*Problem to work on*: Continue the biography of Robert Bellew Adams from its last sentence.

#### Extract provided ####

Scottish general of the Indian Army and recipient of the Victoria Cross

Major-General Sir Robert Bellew Adams (Muree, Punjab, India, 26 July 1856 - 13 February 1928, Inverness) was a Scottish general of the Indian Army and recipient of the Victoria Cross, the highest and most prestigious award for gallantry in the face of the enemy that can be awarded to British and Commonwealth forces.

==Military career==
Robert Bellew Adams, the son of an officer of the Corps of Guides regiment of the Indian Army, entered the Army in 1876 as a sub-lieutenant in the 12th Foot (later the Suffolk Regiment). His promotion to lieutenant in 1878 was backdated to 1876. He transferred to the Bengal Staff Corps in 1879, served with his father's regiment in the Second Anglo-Afghan War and was promoted to captain in 1887. In 1891 he was appointed to command the cavalry of the Guides. He took part in the Chitral expedition and afterwards was promoted to major in 1896 and brevet lieutenant colonel "in recognition of his services during the operations of the Chitral Relief Force, 1895."

In 1897 the Guides took part in the Tirah campaign, and the following event took place:

During the fighting at Nawa Kili, in Upper Swat, on the 17th August, 1897, Lieutenant-Colonel R.B. Adams proceeded with Lieutenants H.L.S. MacLean and Viscount Fincastle, and five men of the Guides, under a very heavy and close fire, to the rescue of Lieutenant R.T. Greaves, Lancashire Fusiliers, who was lying disabled by a bullet wound and surrounded by the enemy's swordsmen. In bringing him under cover he (Lieutenant Greaves) was struck by a bullet and killed—Lieutenant MacLean was mortally wounded—whilst the horses of Lieutenant-Colonel Adams and Lieutenant Viscount Fincastle were shot, as well as two troop horses.
— London Gazette, 9 November 1897

Lieutenant Greaves was acting as war correspondent for The Times of India. Viscount Fincastle was also acting as a war correspondent, for The Times. A fuller account is given by Winston Churchill in The Story of the Malakand Field Force.

#### Material provided ####

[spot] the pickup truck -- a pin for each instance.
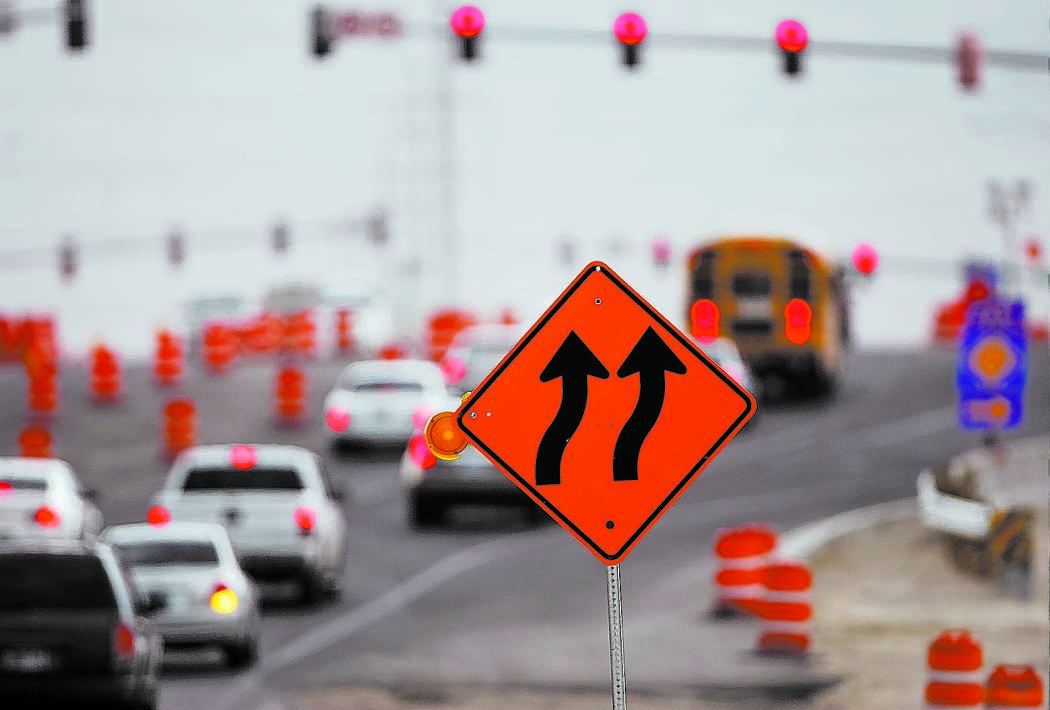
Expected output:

####
#### Material provided ####

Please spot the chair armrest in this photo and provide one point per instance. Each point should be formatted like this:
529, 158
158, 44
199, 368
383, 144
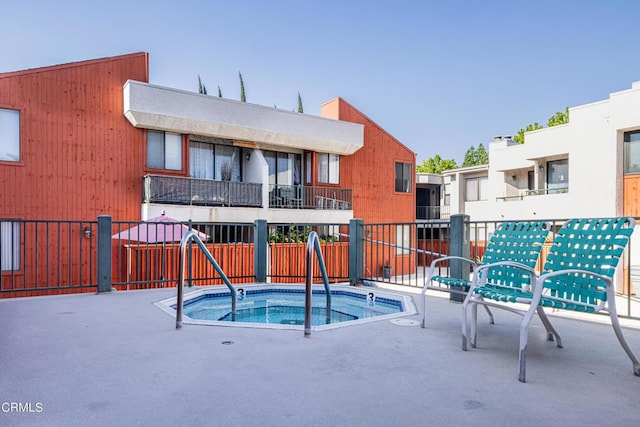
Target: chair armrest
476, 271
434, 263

####

*Result below*:
Adams and Fincastle were awarded the Victoria Cross (VC). At that time the VC was not awarded posthumously, and the London Gazette noted "Lieutenant Hector Lachlan Stewart MacLean, Indian Staff Corps, on account of his gallant conduct as recorded above, would have been recommended to Her Majesty for the Victoria Cross had he survived." MacLean was awarded a posthumous VC in 1907 after the policy had been changed.

During the same campaign Adams was mentioned in despatches three times and made a Companion of the Order of the Bath (CB). In 1899 he was appointed to the command of the Guides, and in September 1901 he was appointed aide-de-camp to King Edward VII and received the brevet rank of colonel. Promotion to the substantive rank of lieutenant-colonel followed on 11 September 1902. In June 1904 he was promoted to temporary brigadier general and given the command of the Umballa Cavalry Brigade. In March 1906 he was promoted to major-general and transferred to the Derajat Brigade, but due to illness he resigned the command in 1908. He was invalided out of the army in 1911 and appointed a Knight Commander of the Order of the Bath (KCB) in the King's Birthday Honours of 1912.

Adams died in retirement at Inverness in February 1928 at the age of 71. After cremation in Maryhill, Glasgow, his ashes were buried at Tomnahuich Cemetery, Inverness.

==Family==
Adams was unmarried. He was the second cousin of Edward Donald Bellew, a Canadian WWI VC recipient.